┌────────
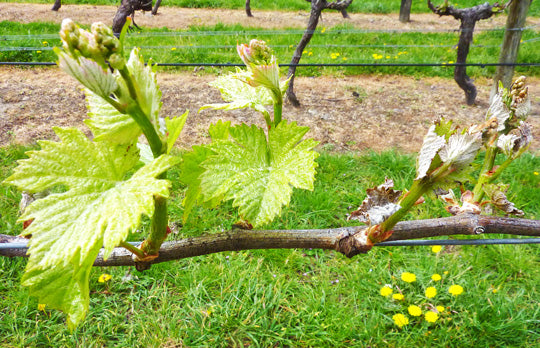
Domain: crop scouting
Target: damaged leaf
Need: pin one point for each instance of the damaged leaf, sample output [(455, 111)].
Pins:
[(380, 203), (497, 196), (467, 203)]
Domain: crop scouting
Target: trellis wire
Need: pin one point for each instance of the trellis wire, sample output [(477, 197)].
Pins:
[(277, 32), (418, 242), (482, 65)]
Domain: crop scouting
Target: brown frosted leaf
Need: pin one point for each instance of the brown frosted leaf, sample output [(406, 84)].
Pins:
[(466, 206), (379, 204), (497, 196)]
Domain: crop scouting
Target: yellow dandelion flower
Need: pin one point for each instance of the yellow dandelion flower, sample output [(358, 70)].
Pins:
[(386, 291), (408, 277), (431, 292), (431, 317), (414, 310), (400, 320), (455, 290), (104, 278)]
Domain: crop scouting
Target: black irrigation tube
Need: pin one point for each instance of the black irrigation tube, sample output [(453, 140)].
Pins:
[(419, 242), (482, 65)]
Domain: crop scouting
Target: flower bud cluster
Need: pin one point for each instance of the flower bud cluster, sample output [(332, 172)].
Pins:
[(262, 65), (99, 44)]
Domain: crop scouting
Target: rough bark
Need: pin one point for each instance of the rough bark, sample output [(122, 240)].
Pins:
[(57, 5), (317, 6), (128, 8), (349, 241), (517, 14), (248, 9), (405, 11), (468, 18), (156, 6)]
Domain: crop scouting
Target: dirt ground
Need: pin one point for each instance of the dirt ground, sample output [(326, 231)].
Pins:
[(344, 113)]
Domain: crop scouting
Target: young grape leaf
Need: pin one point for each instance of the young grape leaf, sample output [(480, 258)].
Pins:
[(98, 207), (258, 174), (432, 144), (461, 149), (379, 205), (497, 196), (499, 110), (239, 94), (145, 78), (174, 128), (191, 169), (88, 72), (107, 123)]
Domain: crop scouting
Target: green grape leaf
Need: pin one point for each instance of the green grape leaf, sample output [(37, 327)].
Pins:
[(98, 207), (174, 128), (107, 123), (239, 94), (88, 72), (433, 142), (190, 170), (499, 110), (461, 149), (258, 175), (145, 78), (497, 197)]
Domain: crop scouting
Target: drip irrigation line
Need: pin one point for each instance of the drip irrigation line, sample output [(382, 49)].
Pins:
[(229, 47), (344, 65), (418, 242)]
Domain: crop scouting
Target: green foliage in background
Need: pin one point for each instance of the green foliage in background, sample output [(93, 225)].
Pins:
[(297, 297), (369, 6)]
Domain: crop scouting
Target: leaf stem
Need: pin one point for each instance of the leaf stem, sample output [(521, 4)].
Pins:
[(158, 229), (485, 176), (133, 249), (418, 188), (278, 110)]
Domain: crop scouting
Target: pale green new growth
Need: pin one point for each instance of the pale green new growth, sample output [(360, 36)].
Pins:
[(240, 95), (89, 73), (258, 175), (107, 123), (99, 207)]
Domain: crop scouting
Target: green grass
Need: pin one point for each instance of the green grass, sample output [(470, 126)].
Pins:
[(291, 297), (342, 44), (370, 6)]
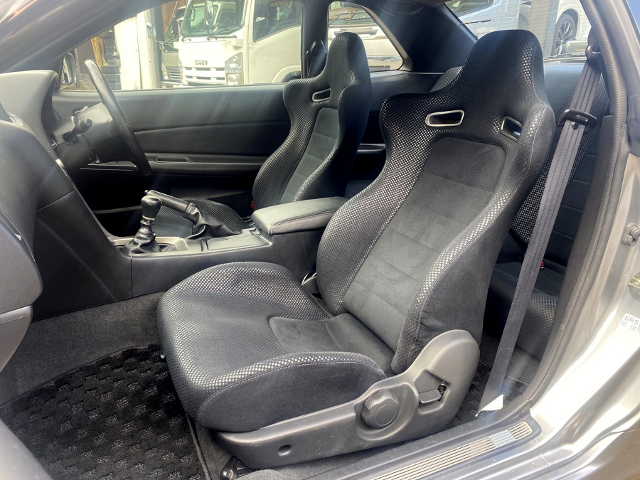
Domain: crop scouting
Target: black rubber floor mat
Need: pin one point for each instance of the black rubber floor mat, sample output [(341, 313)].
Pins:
[(469, 409), (117, 418)]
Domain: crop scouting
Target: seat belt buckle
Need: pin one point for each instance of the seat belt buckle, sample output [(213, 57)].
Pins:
[(578, 118)]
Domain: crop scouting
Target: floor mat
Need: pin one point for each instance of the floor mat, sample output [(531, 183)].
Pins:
[(469, 408), (116, 418)]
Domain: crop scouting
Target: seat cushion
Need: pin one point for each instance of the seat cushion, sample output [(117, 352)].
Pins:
[(247, 347), (538, 320), (170, 223)]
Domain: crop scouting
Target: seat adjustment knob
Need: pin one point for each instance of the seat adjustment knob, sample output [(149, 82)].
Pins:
[(380, 409)]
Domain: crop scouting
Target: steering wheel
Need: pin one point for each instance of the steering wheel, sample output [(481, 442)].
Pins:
[(122, 124)]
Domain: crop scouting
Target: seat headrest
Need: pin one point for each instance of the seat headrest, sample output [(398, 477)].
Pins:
[(346, 65), (507, 67)]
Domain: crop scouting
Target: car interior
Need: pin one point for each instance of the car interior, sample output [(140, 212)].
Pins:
[(287, 280)]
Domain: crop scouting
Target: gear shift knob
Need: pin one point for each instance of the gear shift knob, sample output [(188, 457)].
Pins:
[(150, 207), (145, 239)]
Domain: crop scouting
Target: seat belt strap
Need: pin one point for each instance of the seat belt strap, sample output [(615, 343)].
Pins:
[(576, 119)]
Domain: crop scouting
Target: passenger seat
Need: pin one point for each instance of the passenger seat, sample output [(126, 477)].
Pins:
[(534, 334)]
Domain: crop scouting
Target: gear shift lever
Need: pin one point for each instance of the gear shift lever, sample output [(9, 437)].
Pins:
[(145, 239)]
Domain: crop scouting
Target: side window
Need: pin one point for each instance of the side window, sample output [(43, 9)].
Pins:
[(349, 17), (460, 7), (196, 43), (561, 27)]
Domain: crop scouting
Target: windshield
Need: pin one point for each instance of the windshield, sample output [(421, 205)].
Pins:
[(561, 27), (227, 18)]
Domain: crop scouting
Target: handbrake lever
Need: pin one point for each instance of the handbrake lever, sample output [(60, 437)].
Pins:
[(204, 225)]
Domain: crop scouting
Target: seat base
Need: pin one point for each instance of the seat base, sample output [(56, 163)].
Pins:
[(449, 360)]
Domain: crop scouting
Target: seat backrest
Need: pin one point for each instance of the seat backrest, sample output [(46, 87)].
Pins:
[(411, 255), (328, 116)]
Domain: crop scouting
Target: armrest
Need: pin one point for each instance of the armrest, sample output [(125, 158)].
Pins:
[(297, 216)]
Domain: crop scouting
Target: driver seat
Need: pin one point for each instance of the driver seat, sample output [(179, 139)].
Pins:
[(403, 269), (328, 116)]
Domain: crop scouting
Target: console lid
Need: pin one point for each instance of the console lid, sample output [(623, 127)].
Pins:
[(297, 216)]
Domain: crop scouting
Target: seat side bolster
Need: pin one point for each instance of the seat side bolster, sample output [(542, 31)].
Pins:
[(285, 387)]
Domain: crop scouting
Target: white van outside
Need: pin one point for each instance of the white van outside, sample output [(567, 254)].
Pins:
[(232, 42), (235, 42)]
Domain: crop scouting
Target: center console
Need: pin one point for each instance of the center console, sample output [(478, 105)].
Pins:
[(286, 234)]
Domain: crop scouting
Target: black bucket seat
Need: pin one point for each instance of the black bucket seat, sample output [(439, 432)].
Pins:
[(328, 116), (403, 269)]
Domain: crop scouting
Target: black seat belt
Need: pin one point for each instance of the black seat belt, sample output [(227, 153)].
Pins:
[(576, 120)]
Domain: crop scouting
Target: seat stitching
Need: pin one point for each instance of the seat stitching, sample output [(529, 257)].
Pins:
[(378, 296)]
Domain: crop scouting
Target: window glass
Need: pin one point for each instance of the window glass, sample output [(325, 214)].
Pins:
[(561, 27), (188, 43), (349, 17)]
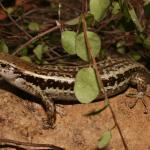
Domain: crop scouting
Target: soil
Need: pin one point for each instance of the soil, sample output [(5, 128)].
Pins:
[(22, 120)]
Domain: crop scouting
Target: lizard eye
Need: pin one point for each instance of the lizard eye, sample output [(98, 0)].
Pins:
[(3, 65)]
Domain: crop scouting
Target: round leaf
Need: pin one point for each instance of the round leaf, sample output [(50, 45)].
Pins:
[(68, 39), (94, 42), (104, 140), (98, 8), (86, 87)]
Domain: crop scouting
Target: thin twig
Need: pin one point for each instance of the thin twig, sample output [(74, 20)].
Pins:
[(99, 78), (15, 23), (36, 38), (27, 145)]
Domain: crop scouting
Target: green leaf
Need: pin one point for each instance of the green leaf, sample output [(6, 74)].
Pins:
[(38, 51), (121, 47), (116, 8), (68, 39), (146, 43), (86, 87), (26, 58), (3, 46), (94, 41), (34, 26), (147, 9), (135, 19), (104, 140), (98, 8), (24, 51)]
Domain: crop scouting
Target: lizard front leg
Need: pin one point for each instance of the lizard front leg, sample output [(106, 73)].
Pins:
[(138, 80), (50, 111)]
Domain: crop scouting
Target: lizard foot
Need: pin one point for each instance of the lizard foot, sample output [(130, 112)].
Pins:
[(137, 96)]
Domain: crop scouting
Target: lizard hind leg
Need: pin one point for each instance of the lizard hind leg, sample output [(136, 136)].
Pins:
[(140, 82), (50, 109)]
└────────
THE PROBLEM:
Pictures should not appear in the copy. Write out exactly the lines above from the first one through the line that contains "Target: dirt ground".

WRITTEN SOLUTION:
Domain: crop scouting
Target: damaged leaf
Need: pin one point for each instance of the damaged leaf, sample output [(455, 111)].
Pins:
[(380, 203), (497, 196), (467, 203)]
Domain: crop scouting
Target: trellis wire
Need: pin one point for each instance of the trellis wire, sample output [(477, 197)].
Pins:
[(277, 32), (418, 242), (482, 65)]
Domain: crop scouting
Target: brown frosted leaf
Need: pin one point for each instance of the brown frosted leaf, sample output [(406, 84)].
Pins:
[(466, 206), (379, 204), (497, 196)]
Domain: crop scouting
Target: yellow dandelion flower
Need: pin one point for each instance of the yellow dandelion flower, sample output [(358, 70)].
Pins:
[(386, 291), (408, 277), (431, 292), (431, 317), (414, 310), (400, 320), (455, 290), (104, 278)]
Domain: crop scouting
Target: black irrigation tube
Need: pin one point for each instance of the black irrigation tube, sample output [(453, 140)].
Pins:
[(419, 242), (482, 65)]
Domain: crop scouting
Target: flower bud cluster
Need: pin one point for each instance of the flower bud cluster, sample output [(332, 172)].
Pins:
[(262, 65), (99, 44)]
Domain: crop scouting
Target: rough bark
Need: pin one point for each instance of the rough bark, sample output [(122, 240)].
Pins:
[(57, 5), (317, 6), (128, 8), (349, 241), (517, 14), (248, 9), (405, 11), (468, 18), (156, 6)]
Domain: crop scouting
Target: dirt ground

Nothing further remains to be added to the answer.